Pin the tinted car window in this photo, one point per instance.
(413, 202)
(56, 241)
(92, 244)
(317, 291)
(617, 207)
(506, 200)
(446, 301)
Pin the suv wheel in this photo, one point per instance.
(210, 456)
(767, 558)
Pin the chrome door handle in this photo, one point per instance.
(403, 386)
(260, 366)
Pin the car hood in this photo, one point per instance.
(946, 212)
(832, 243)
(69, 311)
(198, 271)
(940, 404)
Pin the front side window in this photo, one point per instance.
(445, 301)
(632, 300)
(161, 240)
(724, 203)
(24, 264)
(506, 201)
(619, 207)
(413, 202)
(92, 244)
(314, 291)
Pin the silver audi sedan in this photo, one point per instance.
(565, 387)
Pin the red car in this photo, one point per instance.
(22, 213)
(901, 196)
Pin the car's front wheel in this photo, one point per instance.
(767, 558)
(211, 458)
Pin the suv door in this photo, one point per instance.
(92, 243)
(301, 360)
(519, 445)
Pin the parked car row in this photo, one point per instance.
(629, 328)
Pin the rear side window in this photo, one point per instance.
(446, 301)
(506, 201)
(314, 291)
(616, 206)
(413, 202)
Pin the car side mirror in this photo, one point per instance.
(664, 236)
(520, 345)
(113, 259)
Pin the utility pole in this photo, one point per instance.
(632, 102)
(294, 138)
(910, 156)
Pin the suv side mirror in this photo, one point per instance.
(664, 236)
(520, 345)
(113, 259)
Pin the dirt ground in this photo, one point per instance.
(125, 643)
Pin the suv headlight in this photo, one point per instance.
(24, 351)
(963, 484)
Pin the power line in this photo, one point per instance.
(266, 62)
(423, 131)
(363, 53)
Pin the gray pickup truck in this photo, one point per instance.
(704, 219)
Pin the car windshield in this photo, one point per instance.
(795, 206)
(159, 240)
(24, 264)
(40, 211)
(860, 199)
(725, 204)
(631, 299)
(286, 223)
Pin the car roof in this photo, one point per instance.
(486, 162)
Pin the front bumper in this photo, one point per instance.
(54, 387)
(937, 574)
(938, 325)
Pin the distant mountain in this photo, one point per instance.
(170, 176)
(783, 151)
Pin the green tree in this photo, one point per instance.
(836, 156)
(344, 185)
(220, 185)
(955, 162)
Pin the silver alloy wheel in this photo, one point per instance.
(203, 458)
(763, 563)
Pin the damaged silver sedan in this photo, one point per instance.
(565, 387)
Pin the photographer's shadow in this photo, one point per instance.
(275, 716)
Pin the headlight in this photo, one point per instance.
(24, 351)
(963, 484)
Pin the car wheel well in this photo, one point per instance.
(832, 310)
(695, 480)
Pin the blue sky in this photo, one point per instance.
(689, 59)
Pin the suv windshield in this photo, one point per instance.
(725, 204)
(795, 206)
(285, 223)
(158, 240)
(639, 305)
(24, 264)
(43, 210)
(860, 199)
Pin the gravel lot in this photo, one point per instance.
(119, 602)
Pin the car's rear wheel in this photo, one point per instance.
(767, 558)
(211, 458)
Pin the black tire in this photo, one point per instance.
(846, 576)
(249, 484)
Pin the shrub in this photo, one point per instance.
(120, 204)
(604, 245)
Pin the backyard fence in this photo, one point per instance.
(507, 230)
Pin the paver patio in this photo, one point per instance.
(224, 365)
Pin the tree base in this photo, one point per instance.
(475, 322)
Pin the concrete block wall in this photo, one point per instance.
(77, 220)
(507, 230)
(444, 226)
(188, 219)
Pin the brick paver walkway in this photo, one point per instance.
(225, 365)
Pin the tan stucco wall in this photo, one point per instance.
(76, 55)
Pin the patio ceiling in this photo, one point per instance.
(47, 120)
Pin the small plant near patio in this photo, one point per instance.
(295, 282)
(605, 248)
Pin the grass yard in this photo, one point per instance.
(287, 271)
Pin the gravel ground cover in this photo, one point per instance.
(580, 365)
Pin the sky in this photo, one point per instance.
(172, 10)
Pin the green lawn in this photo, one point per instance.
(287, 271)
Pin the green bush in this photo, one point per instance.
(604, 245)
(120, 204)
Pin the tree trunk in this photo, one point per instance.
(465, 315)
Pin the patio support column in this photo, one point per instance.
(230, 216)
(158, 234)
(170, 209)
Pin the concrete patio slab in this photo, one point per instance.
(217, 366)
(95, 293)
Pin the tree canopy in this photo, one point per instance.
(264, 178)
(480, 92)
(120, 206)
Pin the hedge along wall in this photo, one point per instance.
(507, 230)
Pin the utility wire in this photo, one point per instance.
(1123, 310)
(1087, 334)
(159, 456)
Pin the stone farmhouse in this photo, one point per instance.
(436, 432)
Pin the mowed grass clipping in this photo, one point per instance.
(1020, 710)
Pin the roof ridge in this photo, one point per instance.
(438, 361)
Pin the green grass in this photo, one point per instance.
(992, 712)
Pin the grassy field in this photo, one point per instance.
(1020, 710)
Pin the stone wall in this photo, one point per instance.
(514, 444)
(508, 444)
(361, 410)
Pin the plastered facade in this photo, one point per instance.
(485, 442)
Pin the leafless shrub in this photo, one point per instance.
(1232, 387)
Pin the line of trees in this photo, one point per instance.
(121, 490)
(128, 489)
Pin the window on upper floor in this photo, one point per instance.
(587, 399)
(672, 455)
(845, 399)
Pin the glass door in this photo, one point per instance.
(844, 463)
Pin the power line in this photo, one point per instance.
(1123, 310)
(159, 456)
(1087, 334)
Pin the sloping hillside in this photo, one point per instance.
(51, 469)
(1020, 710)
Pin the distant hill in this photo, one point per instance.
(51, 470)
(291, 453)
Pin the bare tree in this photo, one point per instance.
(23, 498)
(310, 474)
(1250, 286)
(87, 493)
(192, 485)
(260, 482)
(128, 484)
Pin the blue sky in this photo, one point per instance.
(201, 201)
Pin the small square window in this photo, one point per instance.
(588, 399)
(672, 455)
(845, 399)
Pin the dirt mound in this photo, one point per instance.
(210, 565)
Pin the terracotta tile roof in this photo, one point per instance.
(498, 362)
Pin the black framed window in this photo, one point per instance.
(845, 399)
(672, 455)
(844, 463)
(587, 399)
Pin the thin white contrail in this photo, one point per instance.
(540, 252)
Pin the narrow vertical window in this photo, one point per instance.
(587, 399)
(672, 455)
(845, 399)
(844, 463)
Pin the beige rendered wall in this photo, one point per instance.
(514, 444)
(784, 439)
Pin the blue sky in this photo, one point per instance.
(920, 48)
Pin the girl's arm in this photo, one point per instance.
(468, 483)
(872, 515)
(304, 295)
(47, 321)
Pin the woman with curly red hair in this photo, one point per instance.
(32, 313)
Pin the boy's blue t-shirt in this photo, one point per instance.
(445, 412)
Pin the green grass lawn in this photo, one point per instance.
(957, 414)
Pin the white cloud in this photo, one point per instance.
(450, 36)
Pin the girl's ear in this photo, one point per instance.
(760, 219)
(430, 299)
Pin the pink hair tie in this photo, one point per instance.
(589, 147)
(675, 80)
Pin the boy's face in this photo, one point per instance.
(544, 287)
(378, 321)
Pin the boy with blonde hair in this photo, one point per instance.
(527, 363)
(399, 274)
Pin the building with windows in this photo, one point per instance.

= = = = =

● **Aim of the exercise**
Rewrite all of the records above as a numbered list, omitting blank lines.

● **Reply**
1. Pin the tinted car window in this photo, one point per instance.
2. (413, 202)
3. (56, 241)
4. (92, 244)
5. (317, 291)
6. (617, 207)
7. (506, 200)
8. (446, 301)
9. Pin the suv wheel in this photo, one point per instance.
10. (210, 456)
11. (767, 558)
12. Pin the chrome door handle in this photo, one point per instance.
13. (403, 386)
14. (260, 366)
15. Pin the car hood in this photo, one point per instance.
16. (946, 212)
17. (832, 243)
18. (69, 311)
19. (198, 271)
20. (940, 404)
21. Pin the front side window in this photo, one point per instance.
22. (445, 301)
23. (632, 300)
24. (161, 240)
25. (724, 203)
26. (24, 264)
27. (506, 201)
28. (619, 207)
29. (413, 202)
30. (92, 244)
31. (314, 291)
32. Pin the silver audi sedan in this photo, one point per instance.
33. (565, 387)
34. Pin the red car in this photo, one point per instance.
35. (22, 213)
36. (901, 196)
37. Pin the car's front wheel in this photo, one point per instance.
38. (767, 558)
39. (211, 458)
40. Pin the suv door in this photo, one point per instance.
41. (92, 243)
42. (301, 360)
43. (519, 445)
44. Pin the parked car row in this photo, one point per instance.
45. (629, 328)
46. Pin the rear side window in this photo, one point per instance.
47. (446, 301)
48. (506, 201)
49. (314, 291)
50. (616, 206)
51. (413, 202)
52. Pin the car side mirror in this photo, one point per instance.
53. (664, 236)
54. (520, 345)
55. (113, 259)
56. Pin the utility pole in this photo, one point per instance.
57. (632, 102)
58. (294, 138)
59. (910, 156)
60. Pin the suv side mirror in this photo, one point per instance.
61. (664, 236)
62. (520, 345)
63. (113, 259)
64. Pin the dirt ground in this photo, one point per instance.
65. (125, 643)
66. Pin the suv headlight in this photo, one point per instance.
67. (24, 351)
68. (963, 484)
69. Pin the power line in this photo, one point per instance.
70. (266, 62)
71. (423, 131)
72. (363, 53)
73. Pin the gray pickup truck in this photo, one point per instance.
74. (704, 219)
75. Pin the car windshield in this photo, one point per instance.
76. (795, 206)
77. (159, 240)
78. (24, 264)
79. (40, 211)
80. (860, 199)
81. (725, 204)
82. (631, 299)
83. (286, 223)
84. Pin the car roof in this photo, one point per instance.
85. (486, 162)
86. Pin the front bumper in this photo, one point per instance.
87. (54, 387)
88. (937, 574)
89. (938, 325)
90. Pin the distant mountain in this photo, one point per instance.
91. (170, 176)
92. (783, 151)
93. Pin the green tree in this photo, one point per instance.
94. (836, 156)
95. (344, 185)
96. (220, 185)
97. (955, 162)
98. Pin the silver alloy wheel in this photo, one point per instance.
99. (203, 458)
100. (763, 563)
101. Pin the damaged silver sedan in this photo, one point per instance.
102. (565, 387)
103. Pin the photographer's shadow in this photo, one point per instance.
104. (275, 716)
105. Pin the headlight in this photo, one point per instance.
106. (24, 351)
107. (963, 484)
108. Pin the car wheel well in this photo, one point per instance.
109. (832, 310)
110. (695, 480)
111. Pin the blue sky in this photo, one point per instance.
112. (689, 59)
113. Pin the suv windshield in this photo, one point per instance.
114. (725, 204)
115. (795, 206)
116. (285, 223)
117. (158, 240)
118. (639, 305)
119. (24, 264)
120. (43, 210)
121. (860, 199)
122. Pin the gravel lot in this photo, one point per instance.
123. (119, 602)
124. Pin the car's rear wheel in this photo, one point per instance.
125. (767, 558)
126. (211, 458)
127. Pin the black tire in this photo, one point per instance.
128. (846, 576)
129. (249, 484)
130. Pin the shrub in this photo, one point per instance.
131. (120, 204)
132. (604, 245)
133. Pin the backyard fence in this photo, one point per instance.
134. (507, 230)
135. Pin the paver patio in this photo, one point per instance.
136. (224, 365)
137. Pin the tree base in this photo, one point per instance.
138. (475, 322)
139. Pin the concrete block wall in this photo, one point per instance.
140. (77, 220)
141. (507, 230)
142. (444, 226)
143. (188, 219)
144. Pin the brick paver walkway in this photo, one point per instance.
145. (225, 365)
146. Pin the tan stucco wall in this photo, one point per instance.
147. (76, 55)
148. Pin the patio ceiling in this photo, one point per instance.
149. (47, 120)
150. Pin the small plant near patio in this photo, one point per instance.
151. (295, 282)
152. (605, 248)
153. Pin the grass yard in this photo, one point per instance.
154. (287, 271)
155. Pin the gravel ground cover in this photo, one point per instance.
156. (580, 365)
157. Pin the sky in this photo, one point per instance.
158. (172, 10)
159. Pin the green lawn in this photo, one point per instance.
160. (287, 271)
161. Pin the green bush in this photo, one point per instance.
162. (604, 245)
163. (120, 204)
164. Pin the tree trunk in this photo, one point per instance.
165. (465, 315)
166. Pin the patio support column in this photo, one point per instance.
167. (230, 216)
168. (158, 234)
169. (170, 209)
170. Pin the concrete patio slab in this photo, one point per instance.
171. (217, 366)
172. (95, 293)
173. Pin the tree canopy in this photo, one point per instance.
174. (264, 178)
175. (480, 92)
176. (120, 206)
177. Pin the hedge along wall in this photo, one point per instance.
178. (507, 230)
179. Pin the utility wire in this photo, one point per instance.
180. (1123, 310)
181. (1087, 334)
182. (159, 456)
183. Pin the stone farmhouse in this photo, one point per instance.
184. (436, 432)
185. Pin the mowed grass clipping in this photo, one point per instance.
186. (1020, 710)
187. Pin the roof ridge in this photo, one point per instance.
188. (438, 361)
189. Pin the green grass in this photo, one point per instance.
190. (992, 712)
191. Pin the grassy field in this photo, one point per instance.
192. (1020, 710)
193. Pin the stone wall in this photo, one point per instance.
194. (514, 444)
195. (508, 444)
196. (361, 410)
197. Pin the plastered facade in this photo, one point per instance.
198. (485, 442)
199. Pin the leafless shrub in this photo, one point per instance.
200. (1232, 387)
201. Pin the line of trees in this photo, one point per instance.
202. (121, 490)
203. (128, 489)
204. Pin the window on upper floor in this photo, one point per instance.
205. (587, 399)
206. (672, 455)
207. (845, 399)
208. Pin the glass door in this photo, one point per instance.
209. (844, 463)
210. Pin the power line in this photo, one point per instance.
211. (1123, 310)
212. (159, 456)
213. (1087, 334)
214. Pin the sloping hillside in this photo, one point per instance.
215. (51, 469)
216. (1020, 710)
217. Pin the distant hill in this photo, one point per instance.
218. (51, 470)
219. (291, 453)
220. Pin the bare tree in this photo, one point per instance.
221. (23, 498)
222. (310, 474)
223. (1250, 286)
224. (87, 493)
225. (192, 485)
226. (260, 482)
227. (128, 484)
228. Pin the blue sky in this photo, one point per instance.
229. (201, 201)
230. Pin the small square window in this photo, one point per instance.
231. (588, 399)
232. (672, 455)
233. (845, 399)
234. Pin the dirt mound in this photo, one point per instance.
235. (210, 565)
236. Pin the terracotta tile roof in this photo, one point per instance.
237. (498, 362)
238. Pin the black framed window in this photo, one point per instance.
239. (845, 399)
240. (672, 455)
241. (844, 463)
242. (587, 399)
243. Pin the thin white contrail in this photo, one point per instance.
244. (540, 252)
245. Pin the narrow vertical window in this photo, one point per instance.
246. (587, 399)
247. (672, 455)
248. (845, 399)
249. (844, 463)
250. Pin the beige rendered wall in this photo, one point per instance.
251. (514, 444)
252. (784, 439)
253. Pin the blue sky in this photo, one point per instance.
254. (920, 48)
255. Pin the girl's arm in this photo, one point per instance.
256. (468, 483)
257. (872, 515)
258. (304, 295)
259. (47, 321)
260. Pin the woman with curly red hair in this photo, one point per instance.
261. (32, 313)
262. Pin the boy's blue t-shirt in this photo, one point per instance.
263. (445, 412)
264. Pin the green grass lawn in this photo, one point per instance.
265. (957, 414)
266. Pin the white cloud in this photo, one point per instance.
267. (450, 36)
268. Pin the girl's ear in this photo, one point per instance.
269. (760, 219)
270. (430, 299)
271. Pin the pink hair tie in this photo, one point per instance.
272. (589, 147)
273. (675, 80)
274. Pin the boy's face in this photo, one point per instance.
275. (544, 287)
276. (378, 321)
277. Pin the boy with blonde hair in this photo, one point per instance.
278. (527, 363)
279. (399, 274)
280. Pin the building with windows in this photo, one point per instance.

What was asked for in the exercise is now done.